----- INPUT DATA -----

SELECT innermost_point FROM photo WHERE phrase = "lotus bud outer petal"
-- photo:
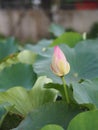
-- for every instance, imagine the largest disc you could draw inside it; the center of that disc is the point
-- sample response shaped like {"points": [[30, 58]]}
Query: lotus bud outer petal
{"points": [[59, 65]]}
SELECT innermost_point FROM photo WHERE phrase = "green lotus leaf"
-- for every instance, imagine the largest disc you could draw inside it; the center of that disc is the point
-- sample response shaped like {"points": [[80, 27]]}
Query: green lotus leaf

-----
----- INPUT DATA -----

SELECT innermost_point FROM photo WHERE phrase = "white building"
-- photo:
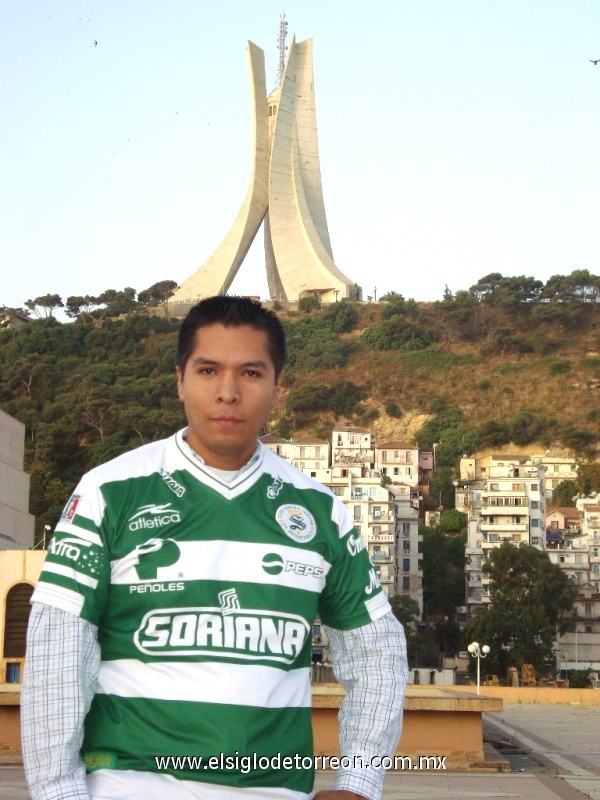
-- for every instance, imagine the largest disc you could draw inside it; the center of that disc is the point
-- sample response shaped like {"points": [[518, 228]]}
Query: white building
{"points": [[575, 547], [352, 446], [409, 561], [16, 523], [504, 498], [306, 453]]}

-----
----- INPUT DATA -----

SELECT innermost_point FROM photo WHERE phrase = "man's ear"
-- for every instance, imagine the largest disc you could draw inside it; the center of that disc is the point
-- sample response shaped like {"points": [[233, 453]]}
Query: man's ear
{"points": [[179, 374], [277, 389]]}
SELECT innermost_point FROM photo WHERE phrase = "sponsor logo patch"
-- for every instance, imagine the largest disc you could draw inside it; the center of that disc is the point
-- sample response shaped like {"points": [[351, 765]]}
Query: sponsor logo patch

-----

=== PROBLEM TO WORK ON ===
Which lines above contain the string "photo", with case counting? Pick out each one and copy it in full.

=== RESPONSE ===
SELECT innermost_point FROM photo WHERE phrase = "lotus bud outer petal"
-- photo:
SELECT innermost_point FROM photo WHERE phrase = "green lotus leaf"
SELECT innermost_point FROM photo WHERE phrase = "white building"
-- photo:
SELECT innermost_point FROM photo WHERE phrase = "man's ear"
SELECT innermost_point FROM photo WHERE phrase = "sponsor logo patch"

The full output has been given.